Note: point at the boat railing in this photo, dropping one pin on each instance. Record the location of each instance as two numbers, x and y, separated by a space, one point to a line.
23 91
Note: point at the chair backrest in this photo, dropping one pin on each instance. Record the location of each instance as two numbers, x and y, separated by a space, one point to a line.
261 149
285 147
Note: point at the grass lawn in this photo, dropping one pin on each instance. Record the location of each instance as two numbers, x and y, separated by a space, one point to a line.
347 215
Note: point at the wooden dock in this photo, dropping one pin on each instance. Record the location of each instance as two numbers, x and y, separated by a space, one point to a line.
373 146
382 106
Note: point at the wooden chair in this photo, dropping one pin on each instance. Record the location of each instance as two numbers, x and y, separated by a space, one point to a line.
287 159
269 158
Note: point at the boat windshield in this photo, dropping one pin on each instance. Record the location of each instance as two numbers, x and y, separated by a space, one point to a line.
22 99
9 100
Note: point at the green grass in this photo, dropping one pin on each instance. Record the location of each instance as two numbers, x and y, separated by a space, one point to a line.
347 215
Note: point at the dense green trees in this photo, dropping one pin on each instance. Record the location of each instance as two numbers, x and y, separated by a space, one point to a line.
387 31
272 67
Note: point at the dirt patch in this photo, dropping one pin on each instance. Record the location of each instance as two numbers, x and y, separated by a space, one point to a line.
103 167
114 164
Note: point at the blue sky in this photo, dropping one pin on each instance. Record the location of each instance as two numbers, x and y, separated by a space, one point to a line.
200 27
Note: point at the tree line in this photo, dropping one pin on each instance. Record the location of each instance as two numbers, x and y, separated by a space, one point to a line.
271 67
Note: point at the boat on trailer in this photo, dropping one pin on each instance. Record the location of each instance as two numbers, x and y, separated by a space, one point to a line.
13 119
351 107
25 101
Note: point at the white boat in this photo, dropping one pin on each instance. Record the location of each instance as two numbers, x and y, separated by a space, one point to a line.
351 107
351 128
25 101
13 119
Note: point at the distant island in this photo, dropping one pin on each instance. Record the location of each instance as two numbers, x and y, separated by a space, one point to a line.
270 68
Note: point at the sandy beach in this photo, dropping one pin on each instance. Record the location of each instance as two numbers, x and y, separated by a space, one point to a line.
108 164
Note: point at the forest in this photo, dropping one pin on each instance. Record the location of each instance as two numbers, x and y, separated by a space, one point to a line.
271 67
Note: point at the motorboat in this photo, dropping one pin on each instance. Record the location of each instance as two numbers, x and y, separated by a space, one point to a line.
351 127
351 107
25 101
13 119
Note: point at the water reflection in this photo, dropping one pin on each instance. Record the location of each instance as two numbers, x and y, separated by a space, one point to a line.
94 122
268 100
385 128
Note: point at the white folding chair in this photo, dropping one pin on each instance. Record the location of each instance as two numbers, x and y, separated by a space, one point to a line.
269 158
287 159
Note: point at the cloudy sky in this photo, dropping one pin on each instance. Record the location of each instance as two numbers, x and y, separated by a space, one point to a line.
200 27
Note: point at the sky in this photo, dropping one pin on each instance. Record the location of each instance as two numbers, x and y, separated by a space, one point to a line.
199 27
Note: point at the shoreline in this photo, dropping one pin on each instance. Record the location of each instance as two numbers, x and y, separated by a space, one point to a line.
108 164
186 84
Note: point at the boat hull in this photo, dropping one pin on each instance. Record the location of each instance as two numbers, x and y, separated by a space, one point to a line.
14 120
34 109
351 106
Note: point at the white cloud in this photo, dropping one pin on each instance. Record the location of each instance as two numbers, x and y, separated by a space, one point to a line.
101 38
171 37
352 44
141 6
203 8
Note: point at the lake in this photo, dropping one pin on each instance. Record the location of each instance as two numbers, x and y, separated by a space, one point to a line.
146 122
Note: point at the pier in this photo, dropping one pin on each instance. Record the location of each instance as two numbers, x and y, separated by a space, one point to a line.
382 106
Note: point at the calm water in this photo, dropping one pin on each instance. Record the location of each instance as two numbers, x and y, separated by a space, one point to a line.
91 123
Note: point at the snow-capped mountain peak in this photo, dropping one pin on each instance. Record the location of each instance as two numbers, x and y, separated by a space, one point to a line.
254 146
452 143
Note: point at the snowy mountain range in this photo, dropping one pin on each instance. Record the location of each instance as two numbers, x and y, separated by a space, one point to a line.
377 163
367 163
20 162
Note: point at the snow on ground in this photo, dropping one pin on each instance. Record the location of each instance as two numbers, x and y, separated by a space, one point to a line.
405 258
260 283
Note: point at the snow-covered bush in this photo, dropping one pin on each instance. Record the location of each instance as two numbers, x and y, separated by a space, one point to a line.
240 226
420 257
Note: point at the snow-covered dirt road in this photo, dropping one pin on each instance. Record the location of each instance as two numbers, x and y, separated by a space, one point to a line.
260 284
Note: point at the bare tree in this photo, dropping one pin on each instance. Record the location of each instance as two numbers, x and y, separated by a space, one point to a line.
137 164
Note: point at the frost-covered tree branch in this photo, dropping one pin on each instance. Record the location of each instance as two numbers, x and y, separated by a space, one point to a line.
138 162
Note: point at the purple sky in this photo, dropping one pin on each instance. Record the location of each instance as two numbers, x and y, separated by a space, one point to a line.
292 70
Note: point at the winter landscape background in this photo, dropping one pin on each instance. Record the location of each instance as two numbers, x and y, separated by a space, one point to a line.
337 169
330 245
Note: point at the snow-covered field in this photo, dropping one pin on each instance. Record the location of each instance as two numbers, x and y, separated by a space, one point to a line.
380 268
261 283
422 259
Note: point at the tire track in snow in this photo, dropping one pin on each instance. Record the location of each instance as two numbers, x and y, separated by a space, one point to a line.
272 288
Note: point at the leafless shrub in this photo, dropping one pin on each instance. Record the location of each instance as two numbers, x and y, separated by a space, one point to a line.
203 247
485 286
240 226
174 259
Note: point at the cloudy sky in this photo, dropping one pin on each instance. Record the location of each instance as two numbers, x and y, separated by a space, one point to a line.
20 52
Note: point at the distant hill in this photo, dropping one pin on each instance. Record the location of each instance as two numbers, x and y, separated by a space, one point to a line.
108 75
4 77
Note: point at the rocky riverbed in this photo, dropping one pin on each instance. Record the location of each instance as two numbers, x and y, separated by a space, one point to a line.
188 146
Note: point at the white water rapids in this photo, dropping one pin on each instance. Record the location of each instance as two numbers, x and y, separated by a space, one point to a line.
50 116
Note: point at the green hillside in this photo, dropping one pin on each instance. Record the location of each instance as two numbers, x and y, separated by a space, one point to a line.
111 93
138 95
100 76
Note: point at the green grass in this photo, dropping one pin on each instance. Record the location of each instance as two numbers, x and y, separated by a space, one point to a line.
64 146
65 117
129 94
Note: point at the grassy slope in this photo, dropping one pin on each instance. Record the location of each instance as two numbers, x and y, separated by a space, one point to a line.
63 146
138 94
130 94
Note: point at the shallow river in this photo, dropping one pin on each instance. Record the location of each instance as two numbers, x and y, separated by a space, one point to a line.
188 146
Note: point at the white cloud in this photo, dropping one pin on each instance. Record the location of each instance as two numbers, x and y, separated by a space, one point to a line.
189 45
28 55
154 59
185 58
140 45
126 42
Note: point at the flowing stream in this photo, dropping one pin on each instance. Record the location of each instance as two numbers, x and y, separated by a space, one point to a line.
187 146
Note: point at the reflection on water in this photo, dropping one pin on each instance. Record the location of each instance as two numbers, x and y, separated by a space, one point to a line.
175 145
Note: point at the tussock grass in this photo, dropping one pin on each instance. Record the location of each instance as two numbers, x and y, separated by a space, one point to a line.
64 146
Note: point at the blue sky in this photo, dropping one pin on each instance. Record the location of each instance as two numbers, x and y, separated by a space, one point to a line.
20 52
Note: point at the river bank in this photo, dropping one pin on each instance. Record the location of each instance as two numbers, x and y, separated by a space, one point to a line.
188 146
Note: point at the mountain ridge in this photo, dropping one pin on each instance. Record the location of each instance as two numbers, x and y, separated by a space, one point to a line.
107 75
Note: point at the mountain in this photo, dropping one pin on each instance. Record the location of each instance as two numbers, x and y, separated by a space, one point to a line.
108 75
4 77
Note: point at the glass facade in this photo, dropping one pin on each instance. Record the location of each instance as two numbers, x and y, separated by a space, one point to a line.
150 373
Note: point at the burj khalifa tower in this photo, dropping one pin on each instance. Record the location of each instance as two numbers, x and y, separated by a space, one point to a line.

- _To be done_
Rewrite only the records starting at the line that contains "Note: point at the mountain in" and ending at the end of the records, replacing "Record" with "Log" and leaving everything else unchanged.

- _Answer to this problem_
Note: point at the mountain in this photo, dropping one pin on each instance. Log the location of each instance as two numbers, x and y, separated by a space, one point to a line.
108 75
4 77
Note: point at the glass facade in this photo, dropping one pin on each instance. Log the location of each instance as two numbers, x and y, separated by a space, one point to a line.
150 373
Note: point at the burj khalifa tower in this photo, dropping one pin on each instance. Log the location of each instance as two numbers, x and y, separated by a space, one point to a line.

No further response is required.